*Work to do*
Copy out, without any changes, the data lines between the one containing "Target: woven bamboo material" and the one containing "(1011, 567)", including both of those lines.

*Input*
<<<<
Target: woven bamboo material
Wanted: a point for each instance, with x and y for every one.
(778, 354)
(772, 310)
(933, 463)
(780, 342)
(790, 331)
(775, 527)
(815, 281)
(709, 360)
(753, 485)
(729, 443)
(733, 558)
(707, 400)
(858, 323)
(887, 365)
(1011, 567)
>>>>
<<<<
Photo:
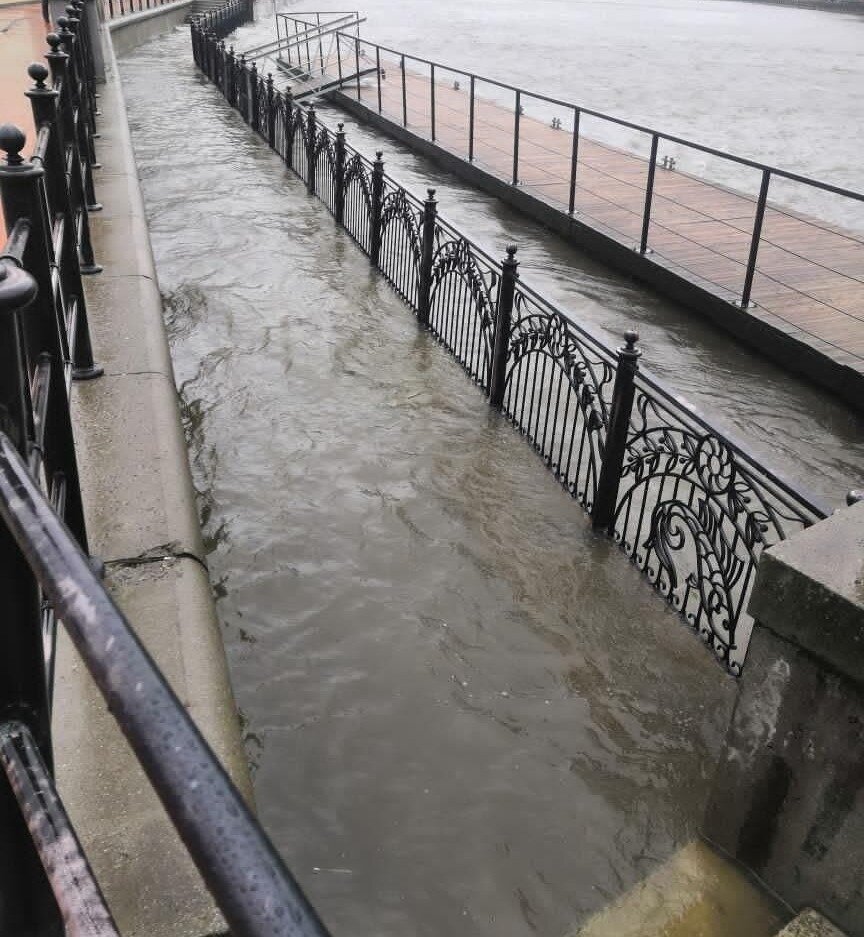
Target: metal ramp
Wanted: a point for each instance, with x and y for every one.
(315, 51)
>>>>
*Solution to this task*
Target: woven bamboo material
Wanted: a point for each instance, with x and y for every one.
(778, 354)
(772, 310)
(933, 463)
(780, 342)
(790, 331)
(775, 527)
(815, 281)
(709, 360)
(753, 485)
(729, 443)
(733, 558)
(707, 400)
(858, 323)
(887, 365)
(1011, 567)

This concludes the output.